**WHAT NEEDS TO BE DONE**
Please copy out, word for word, the records below, starting at the line that contains "In this exercise you will annotate the dark" and ending at the last line of the records, with both of those lines included.

**GIVEN INFORMATION**

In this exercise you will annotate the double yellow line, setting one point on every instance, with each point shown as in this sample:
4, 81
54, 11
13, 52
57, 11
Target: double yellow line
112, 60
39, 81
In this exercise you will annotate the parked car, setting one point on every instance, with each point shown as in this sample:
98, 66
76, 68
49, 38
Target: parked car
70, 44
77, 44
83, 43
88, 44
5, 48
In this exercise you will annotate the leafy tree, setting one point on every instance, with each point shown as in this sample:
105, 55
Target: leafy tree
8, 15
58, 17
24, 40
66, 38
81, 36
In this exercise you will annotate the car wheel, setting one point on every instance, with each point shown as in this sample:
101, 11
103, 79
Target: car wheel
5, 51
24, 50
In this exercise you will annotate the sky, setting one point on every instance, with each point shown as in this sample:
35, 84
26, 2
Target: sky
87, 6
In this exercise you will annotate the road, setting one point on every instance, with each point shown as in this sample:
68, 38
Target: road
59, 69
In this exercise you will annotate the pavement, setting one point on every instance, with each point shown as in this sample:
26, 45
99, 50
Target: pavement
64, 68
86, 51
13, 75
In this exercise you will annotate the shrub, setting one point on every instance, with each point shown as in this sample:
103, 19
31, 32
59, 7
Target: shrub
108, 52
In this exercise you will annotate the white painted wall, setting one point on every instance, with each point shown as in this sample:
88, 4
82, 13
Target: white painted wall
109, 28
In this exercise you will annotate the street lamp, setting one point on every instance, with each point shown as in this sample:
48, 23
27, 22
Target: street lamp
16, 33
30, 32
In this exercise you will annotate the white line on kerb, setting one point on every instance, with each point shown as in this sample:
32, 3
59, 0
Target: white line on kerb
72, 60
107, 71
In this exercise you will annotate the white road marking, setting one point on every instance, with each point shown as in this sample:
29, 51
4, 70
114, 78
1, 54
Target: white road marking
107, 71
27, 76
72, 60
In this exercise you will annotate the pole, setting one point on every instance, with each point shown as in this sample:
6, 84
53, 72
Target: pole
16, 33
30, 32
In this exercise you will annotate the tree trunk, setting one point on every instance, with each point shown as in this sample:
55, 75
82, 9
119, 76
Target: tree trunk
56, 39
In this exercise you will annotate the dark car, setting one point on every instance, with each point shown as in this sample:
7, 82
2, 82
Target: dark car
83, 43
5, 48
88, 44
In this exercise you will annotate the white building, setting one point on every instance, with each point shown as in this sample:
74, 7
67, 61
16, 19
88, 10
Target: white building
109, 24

**WRITTEN SOLUTION**
In this exercise you will annotate the dark car, setting one point on every instance, with each point shown as in this sample:
7, 82
2, 82
Target: dark car
83, 43
5, 48
88, 44
In this exercise you will annotate the white building, setting one point on every instance, with each point shown as in this sample:
74, 7
67, 61
16, 19
88, 10
Target: white building
109, 24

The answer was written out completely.